- [Text passage]:

Therefore, flood defense embankments seem to be an important corridor habitat for Orthoptera across Europe and grazing management should seek to enhance their value without compromising flood risk.

General grazing effects

Timing.—

Year-round grazing can be a useful tool for maintaining the insect assemblages of large grassland areas (Fleischer and Hölzel 2013). This management can maintain the characteristic biodiversity of semi-natural heathlands and grasslands (WallisDeVries et al. 2016). In lowland heathland in the Netherlands, grazing seems more beneficial to early successional species than late successional species which are negatively affected (WallisDeVries et al. 2016). In grasslands in southwest Montana (USA), Davis et al. (2014) showed that herbivory affected many plants and arthropod characteristics in a similar manner: early grazing (June) can negatively affect species which need forage in the early growing season. Davis et al. (2014) suggest that the timing of grazing can have big effects on the biodiversity of multiple trophic levels and effects can depend on the grassland habitat type. However, they found that Orthoptera were unaffected by grazing and that plant height was greater with early grazing (late June) than late grazing (July and August). In the Netherlands, a continuous pasturing lasts for the entire grass growing season (mid-April to mid-October) with a low density of livestock (Muijs 1999). In Essex, sea walls are often grazed with sheep through September and October (Gardiner et al. 2015). Indeed, sheep grazing can be the best method if it includes rest periods in areas where plants need to germinate. The grassland should be mown twice a year to reduce the nutrient content of the soil; if not, once a year in mid-July may be sufficient (Sprangers 1999).

- [Data provided]:
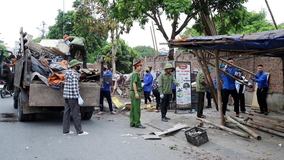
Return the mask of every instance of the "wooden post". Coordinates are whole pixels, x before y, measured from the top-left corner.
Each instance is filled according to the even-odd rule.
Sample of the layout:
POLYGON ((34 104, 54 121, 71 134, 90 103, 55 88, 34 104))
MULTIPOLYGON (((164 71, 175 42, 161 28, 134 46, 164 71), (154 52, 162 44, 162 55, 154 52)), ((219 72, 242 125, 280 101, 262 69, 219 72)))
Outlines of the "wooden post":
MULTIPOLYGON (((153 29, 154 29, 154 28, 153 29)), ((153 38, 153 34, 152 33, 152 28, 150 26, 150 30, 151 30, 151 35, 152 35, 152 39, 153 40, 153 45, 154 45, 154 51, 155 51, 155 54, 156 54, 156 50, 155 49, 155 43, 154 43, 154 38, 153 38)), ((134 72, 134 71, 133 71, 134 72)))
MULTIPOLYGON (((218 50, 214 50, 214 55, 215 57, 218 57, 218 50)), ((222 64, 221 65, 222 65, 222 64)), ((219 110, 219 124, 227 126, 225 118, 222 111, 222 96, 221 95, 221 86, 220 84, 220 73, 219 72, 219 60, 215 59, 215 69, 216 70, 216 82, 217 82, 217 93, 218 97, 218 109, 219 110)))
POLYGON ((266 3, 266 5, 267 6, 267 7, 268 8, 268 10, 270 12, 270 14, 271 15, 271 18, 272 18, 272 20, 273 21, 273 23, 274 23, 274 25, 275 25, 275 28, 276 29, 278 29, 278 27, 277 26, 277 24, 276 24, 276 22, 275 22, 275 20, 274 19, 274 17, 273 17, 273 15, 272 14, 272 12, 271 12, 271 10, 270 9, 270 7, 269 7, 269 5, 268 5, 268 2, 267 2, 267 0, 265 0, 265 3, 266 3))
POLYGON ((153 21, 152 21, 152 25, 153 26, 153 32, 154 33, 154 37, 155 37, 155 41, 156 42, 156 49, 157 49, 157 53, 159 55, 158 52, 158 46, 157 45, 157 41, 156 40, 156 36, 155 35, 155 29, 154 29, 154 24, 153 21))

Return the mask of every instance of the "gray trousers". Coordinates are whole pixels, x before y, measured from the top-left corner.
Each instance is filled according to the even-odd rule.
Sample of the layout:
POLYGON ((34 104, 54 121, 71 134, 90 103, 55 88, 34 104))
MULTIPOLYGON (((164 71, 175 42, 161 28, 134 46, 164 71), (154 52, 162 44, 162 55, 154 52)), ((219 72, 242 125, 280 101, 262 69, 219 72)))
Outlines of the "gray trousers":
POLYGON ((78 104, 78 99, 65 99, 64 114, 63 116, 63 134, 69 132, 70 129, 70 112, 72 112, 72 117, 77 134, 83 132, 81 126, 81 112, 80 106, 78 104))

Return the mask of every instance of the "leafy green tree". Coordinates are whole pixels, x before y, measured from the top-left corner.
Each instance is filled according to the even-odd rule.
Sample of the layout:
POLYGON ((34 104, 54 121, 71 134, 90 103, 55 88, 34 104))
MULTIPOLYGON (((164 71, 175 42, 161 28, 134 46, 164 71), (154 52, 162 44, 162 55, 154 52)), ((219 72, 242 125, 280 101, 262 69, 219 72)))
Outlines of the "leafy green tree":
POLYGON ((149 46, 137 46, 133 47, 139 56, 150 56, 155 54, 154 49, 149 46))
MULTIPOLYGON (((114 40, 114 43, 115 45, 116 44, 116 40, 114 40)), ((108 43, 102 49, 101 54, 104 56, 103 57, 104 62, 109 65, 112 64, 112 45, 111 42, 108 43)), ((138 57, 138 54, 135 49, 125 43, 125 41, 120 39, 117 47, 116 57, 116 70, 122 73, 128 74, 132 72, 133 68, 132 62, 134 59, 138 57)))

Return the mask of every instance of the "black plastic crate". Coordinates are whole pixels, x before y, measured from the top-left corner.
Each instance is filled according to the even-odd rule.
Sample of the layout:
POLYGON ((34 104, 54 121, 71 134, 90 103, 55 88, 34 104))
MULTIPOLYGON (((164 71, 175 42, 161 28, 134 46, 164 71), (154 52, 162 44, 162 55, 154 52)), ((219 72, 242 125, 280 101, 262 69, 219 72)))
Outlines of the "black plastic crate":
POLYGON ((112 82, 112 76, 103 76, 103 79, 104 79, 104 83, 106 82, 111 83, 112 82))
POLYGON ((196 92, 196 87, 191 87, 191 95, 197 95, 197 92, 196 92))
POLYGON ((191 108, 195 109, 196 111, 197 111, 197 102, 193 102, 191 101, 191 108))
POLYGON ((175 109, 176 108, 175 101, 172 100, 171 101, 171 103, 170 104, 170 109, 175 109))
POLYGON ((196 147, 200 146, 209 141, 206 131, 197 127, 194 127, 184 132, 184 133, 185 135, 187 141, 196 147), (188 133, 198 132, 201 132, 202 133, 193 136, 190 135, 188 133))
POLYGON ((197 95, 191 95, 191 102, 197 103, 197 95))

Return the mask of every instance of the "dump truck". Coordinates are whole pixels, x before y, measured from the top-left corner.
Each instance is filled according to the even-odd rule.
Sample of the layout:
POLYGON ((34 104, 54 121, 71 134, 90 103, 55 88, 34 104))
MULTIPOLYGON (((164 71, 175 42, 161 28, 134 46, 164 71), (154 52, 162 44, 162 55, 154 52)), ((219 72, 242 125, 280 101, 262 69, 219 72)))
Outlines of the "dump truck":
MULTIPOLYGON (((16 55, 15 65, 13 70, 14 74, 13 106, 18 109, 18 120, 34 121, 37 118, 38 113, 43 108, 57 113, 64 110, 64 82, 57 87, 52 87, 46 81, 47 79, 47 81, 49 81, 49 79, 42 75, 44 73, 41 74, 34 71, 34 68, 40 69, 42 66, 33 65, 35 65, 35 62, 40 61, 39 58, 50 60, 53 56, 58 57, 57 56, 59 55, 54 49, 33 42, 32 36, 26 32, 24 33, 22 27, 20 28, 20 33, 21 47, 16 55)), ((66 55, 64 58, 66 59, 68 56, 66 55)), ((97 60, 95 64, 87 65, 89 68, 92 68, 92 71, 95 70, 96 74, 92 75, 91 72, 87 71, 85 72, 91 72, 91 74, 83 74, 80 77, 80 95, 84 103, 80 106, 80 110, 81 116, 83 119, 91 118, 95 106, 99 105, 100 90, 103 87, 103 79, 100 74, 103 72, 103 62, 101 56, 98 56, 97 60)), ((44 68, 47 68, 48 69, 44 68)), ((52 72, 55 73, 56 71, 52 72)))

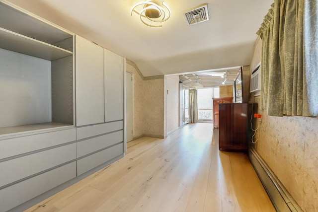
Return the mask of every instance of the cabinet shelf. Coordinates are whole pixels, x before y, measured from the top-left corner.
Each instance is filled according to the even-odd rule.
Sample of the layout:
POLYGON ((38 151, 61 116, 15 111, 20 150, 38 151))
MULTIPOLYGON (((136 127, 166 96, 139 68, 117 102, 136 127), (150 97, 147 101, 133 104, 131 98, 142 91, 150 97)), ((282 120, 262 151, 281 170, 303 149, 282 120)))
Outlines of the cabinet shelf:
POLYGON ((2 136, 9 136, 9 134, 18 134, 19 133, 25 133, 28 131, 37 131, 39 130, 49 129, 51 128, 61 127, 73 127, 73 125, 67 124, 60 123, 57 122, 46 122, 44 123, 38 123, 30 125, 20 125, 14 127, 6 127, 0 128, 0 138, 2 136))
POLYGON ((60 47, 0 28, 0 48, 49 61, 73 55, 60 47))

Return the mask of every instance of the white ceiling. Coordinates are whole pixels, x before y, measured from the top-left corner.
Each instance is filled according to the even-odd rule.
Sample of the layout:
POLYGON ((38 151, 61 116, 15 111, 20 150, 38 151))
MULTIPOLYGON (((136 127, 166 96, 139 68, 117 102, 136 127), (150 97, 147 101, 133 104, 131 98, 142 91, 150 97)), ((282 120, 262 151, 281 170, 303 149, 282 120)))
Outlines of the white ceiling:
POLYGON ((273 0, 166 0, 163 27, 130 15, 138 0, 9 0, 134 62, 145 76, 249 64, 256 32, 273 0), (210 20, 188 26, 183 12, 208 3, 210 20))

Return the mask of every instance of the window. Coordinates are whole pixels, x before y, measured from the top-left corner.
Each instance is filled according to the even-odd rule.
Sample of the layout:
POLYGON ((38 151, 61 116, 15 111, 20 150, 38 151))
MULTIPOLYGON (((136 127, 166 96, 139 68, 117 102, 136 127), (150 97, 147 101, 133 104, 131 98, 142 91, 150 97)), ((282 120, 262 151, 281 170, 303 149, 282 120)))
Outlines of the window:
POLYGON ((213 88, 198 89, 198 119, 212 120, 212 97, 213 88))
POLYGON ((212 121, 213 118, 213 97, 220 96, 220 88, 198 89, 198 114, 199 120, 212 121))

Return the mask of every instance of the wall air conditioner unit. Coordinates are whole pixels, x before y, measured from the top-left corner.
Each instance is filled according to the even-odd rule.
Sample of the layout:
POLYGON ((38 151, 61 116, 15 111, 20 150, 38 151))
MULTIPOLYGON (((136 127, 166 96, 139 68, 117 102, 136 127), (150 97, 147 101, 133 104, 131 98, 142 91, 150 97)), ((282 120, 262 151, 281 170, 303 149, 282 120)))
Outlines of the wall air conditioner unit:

- [Set problem 1]: According to the grazing passage, when are sea walls in Essex often grazed with sheep?
- [Set problem 2]: Carry on the grazing passage, picking up after its final sentence.
The records have no role here.

- [Result 1]: Through September and October.

- [Result 2]:
Patch formation.—

Orthoptera are influenced by the formation of grass patches in grazed habitats (Gardiner and Hill 2004). Heavy grazing can create a homogeneous sward of consistently short vegetation with little cover from avian predation or inclement weather (Fig. 2). In Germany, the interaction between fodder quality and grazing intensity can lead to cattle adjusting their grazing pattern according to the vegetation biomass, which leads to the establishment of heterogeneous patches (Fleischer and Hölzel 2013). On the Wadden Sea coastline, the choice of livestock type has smaller effects on trophic levels than stocking intensity (van Klink et al. 2016). Invertebrates, such as C. brunneus, sometimes opt for patches of short turf and bare ground as habitat because it provides ideal oviposition and basking sites (Gardiner et al. 2015).

Fig. 2. 

Sheep grazed sea wall with a homogeneous, short sward; credit T. Gardiner.

Soil disturbance.—

Orthoptera may also be affected by the soil disturbance associated with grazing. Grasshoppers, such as the mottled grasshopper Myrmeleotettix maculatus Thunberg, 1815 (Orthoptera: Acrididae), require exposed soil and sparse grassland (good egg-laying and basking conditions) which can be created by associated cattle trampling of the vegetation. However, cattle grazing can lead to a sward with uniformly short grass with reduced grasshopper suitability overall (Gardiner 2012).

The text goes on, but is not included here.